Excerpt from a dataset
○ ○ ○ ○

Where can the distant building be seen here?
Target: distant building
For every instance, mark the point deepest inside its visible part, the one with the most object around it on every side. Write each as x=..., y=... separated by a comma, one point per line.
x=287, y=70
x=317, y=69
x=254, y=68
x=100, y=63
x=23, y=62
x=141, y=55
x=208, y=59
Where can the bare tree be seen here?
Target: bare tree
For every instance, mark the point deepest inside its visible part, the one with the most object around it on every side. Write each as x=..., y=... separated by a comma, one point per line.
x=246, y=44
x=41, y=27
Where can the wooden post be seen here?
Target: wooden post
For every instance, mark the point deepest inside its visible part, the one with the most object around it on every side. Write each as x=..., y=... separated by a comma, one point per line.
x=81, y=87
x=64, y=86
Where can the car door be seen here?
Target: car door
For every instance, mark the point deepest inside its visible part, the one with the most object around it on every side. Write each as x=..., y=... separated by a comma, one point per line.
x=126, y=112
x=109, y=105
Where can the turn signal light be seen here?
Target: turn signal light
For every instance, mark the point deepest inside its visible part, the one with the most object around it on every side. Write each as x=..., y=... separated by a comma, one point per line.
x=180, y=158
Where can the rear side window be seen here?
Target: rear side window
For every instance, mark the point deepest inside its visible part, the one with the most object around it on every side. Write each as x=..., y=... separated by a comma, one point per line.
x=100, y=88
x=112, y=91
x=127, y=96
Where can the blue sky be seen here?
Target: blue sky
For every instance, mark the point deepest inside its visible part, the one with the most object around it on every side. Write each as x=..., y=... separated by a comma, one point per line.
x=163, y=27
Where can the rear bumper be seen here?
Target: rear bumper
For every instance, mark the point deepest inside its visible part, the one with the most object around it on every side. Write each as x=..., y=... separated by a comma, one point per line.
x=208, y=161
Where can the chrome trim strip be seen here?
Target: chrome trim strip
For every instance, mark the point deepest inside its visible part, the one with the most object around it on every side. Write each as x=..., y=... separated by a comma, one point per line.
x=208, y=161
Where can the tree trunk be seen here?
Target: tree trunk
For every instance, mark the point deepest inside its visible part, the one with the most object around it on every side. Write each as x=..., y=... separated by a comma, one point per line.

○ ○ ○ ○

Render the material as a numbered list, beginning with its first line and ending after the line that contains "x=208, y=59". Leave out any blank lines.

1. Where can the distant building be seen here?
2. Target: distant building
3. For every instance, mark the point deepest inside its visible part, the one with the most object around it on every side. Write each as x=..., y=... separated by a comma, one point per line.
4. x=287, y=70
5. x=317, y=69
6. x=254, y=68
7. x=100, y=63
8. x=23, y=62
9. x=141, y=55
10. x=208, y=59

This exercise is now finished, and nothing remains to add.